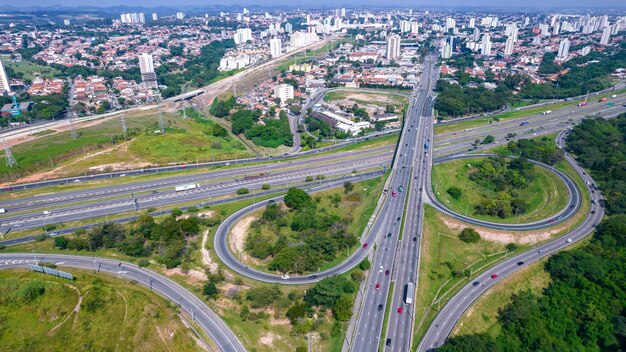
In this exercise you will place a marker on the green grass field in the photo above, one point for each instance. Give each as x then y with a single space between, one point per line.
482 316
444 259
102 147
546 195
30 69
356 207
94 312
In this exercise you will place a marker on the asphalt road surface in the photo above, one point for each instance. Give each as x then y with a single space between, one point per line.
448 316
214 327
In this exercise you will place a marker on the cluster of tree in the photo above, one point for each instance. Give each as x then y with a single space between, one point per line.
581 310
316 237
199 70
166 240
505 178
455 100
600 147
541 149
590 77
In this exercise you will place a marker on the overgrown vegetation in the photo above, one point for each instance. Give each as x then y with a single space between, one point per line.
505 178
312 235
166 241
583 307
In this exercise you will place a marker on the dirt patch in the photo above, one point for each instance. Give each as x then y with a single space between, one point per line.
504 237
193 276
268 339
237 237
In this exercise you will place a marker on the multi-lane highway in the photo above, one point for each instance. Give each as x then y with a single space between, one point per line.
212 325
448 316
390 262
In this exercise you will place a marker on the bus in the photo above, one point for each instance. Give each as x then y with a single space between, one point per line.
409 293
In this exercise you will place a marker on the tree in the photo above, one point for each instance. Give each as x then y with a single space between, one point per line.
343 308
297 198
210 290
488 139
469 235
455 192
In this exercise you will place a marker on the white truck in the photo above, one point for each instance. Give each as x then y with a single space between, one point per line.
187 187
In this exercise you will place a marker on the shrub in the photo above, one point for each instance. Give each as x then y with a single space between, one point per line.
469 235
455 192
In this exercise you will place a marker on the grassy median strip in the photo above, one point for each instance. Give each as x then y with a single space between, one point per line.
381 341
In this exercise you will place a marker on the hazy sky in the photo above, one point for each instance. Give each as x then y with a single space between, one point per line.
326 3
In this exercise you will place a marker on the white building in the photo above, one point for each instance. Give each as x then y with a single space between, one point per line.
4 79
146 66
606 36
563 49
284 92
485 48
275 47
243 35
393 47
508 46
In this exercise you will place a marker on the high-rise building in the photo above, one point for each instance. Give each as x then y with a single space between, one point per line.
243 35
284 92
393 47
4 79
275 47
146 67
563 49
606 36
485 48
508 46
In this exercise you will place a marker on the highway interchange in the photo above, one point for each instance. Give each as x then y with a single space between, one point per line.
411 169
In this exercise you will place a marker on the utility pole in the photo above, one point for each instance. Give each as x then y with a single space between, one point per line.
124 125
8 156
161 123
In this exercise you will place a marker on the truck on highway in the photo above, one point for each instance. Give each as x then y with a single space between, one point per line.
187 187
409 293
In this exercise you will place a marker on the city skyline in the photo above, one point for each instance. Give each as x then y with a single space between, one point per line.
326 4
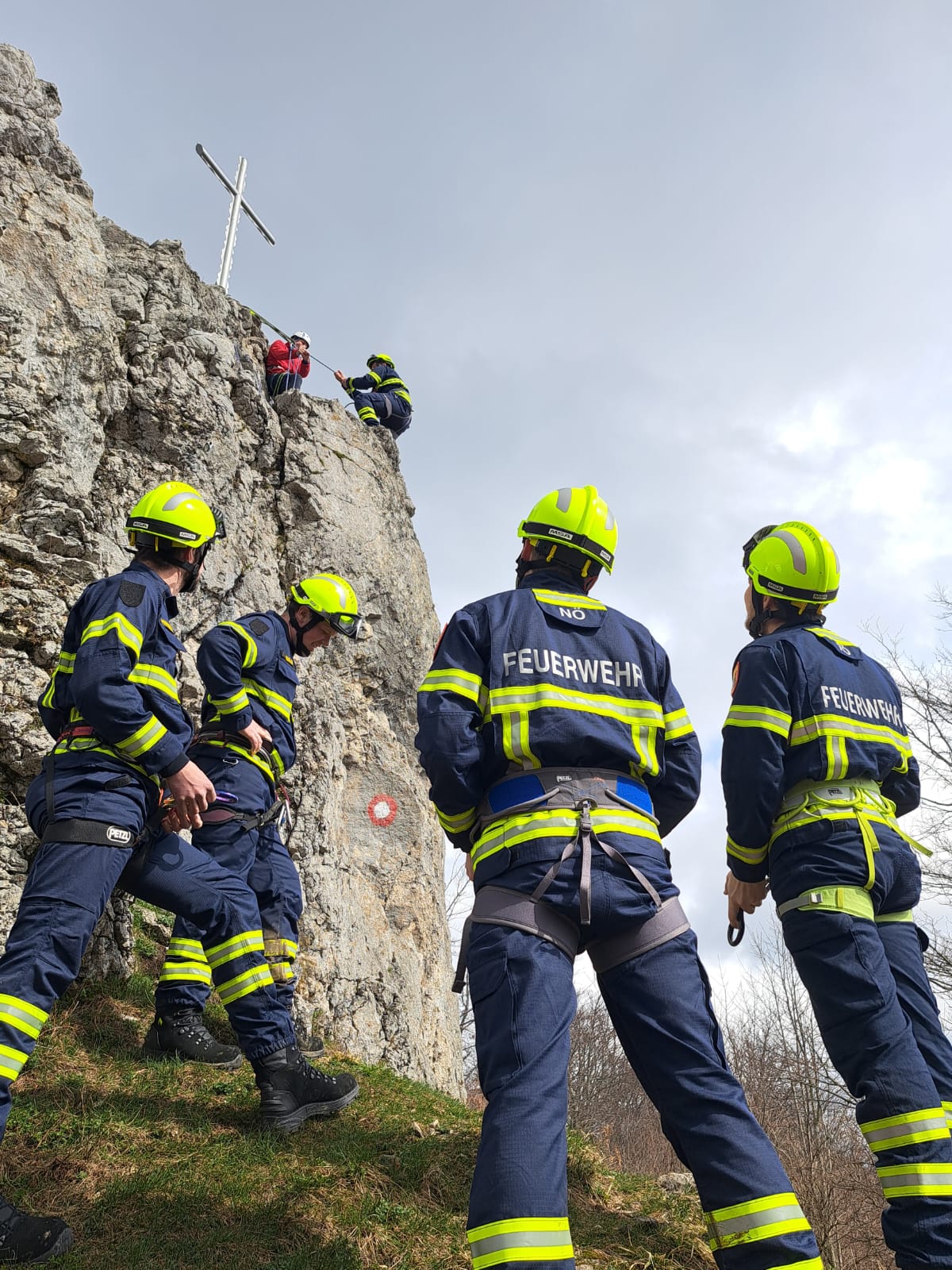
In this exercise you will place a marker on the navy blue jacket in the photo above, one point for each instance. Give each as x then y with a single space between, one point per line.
808 706
374 383
117 672
546 676
248 672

==========

## EXERCISE
Keep the pictures out and write out the records exactly.

## CORRECT OUTPUT
In this exercise you will place a marker on the green grass field in the photo above, one point for each instance. Give each as x then y with a single space between, one point per line.
482 316
444 259
102 147
546 195
30 69
356 207
94 312
In this exercise you will place a marker on the asphalt road surface in the photo above, one point for each instance. Give each as x then y with a single space between, one point per line.
448 316
214 327
In this exercise you will place a marker on the cluster of tree in the photo above, one point for each instance. Give each as x then y with a single space between, one point per line.
581 310
316 237
199 70
166 240
505 178
455 100
600 147
541 149
590 77
In this exercise you will place a marker on the overgrown vegetation in the photo above, one point for each instance. Give each as x then y with a single space between, one point per line.
505 178
312 235
166 241
583 307
In this exercise you will place a marker on the dirt patch in the photo above, one point for each instance. Give each as x then y with a single space between, one point per line.
504 237
193 276
268 339
237 237
In this exercise you will place a marker on the multi-lane highway in the photo above, one point for each instance. Give each as x then y with a single space between, one point per line.
212 325
448 316
390 262
In this exercise you will place a marker on the bus in the photo above, one point for each instance. Give each as x then y with a single space between, one point per line.
409 293
In this exercise you will place a marker on the tree in the photo above, one point for each instance. Give each as x then y with a single space between, one point per line.
343 308
297 198
210 290
488 139
469 235
455 192
In this exercise you will place a marker on the white truck in the photo above, one point for each instance. Give each as x then y with a single space between, one point per line.
187 187
In this exercise you will place a marker on the shrub in the photo above, one point for each instance. Give each as x then y with a single space between, one point per line.
469 235
455 192
In this exercise you will place a marker on the grassy median strip in the photo above, one point for each instance. Give each as x then y with a single space between, one point per line.
381 341
In this exercise you will place a marker on the hazy sky in the photo above, one point for each instance. Give each as x then y with a single space between, one point per line.
326 3
In this exercise you will place a marker on the white building in the photo above, one point for each instance. Give each as x then y with a single space between, one point per line.
4 79
146 66
606 36
563 49
284 92
485 48
275 47
243 35
393 47
508 46
In this exercise you will place a marker on the high-rise building in the photo above, one point for each instance. Give each as x then y with a single space between, one point per line.
243 35
284 92
393 47
4 79
275 47
146 67
563 49
606 36
485 48
508 46
In this exercise you will place a marker on the highway interchange in the photo above, one point for each instance. Give each as x then y with a single space between, one point per line.
411 169
In this exercise you will place a marker on the utility pole in the photo above, one point for each instance. Give each as x then y with a single space between, one point per line.
124 125
8 156
161 123
In this exercise you will place a marker on the truck on highway in the photo above, one point for each instance. Give each as x then y with a single space between, one point per line.
187 187
409 293
In this exercise you will place a marker on the city skyline in the photo above, one point for each instance. Give each as x then y with a single space between, one point per line.
326 4
In this exercise you will place a marker on the navy blue jacket in the photo above, one point for each instance. Give each as x then y with a single space between, one point per line.
808 706
374 383
117 672
546 676
248 672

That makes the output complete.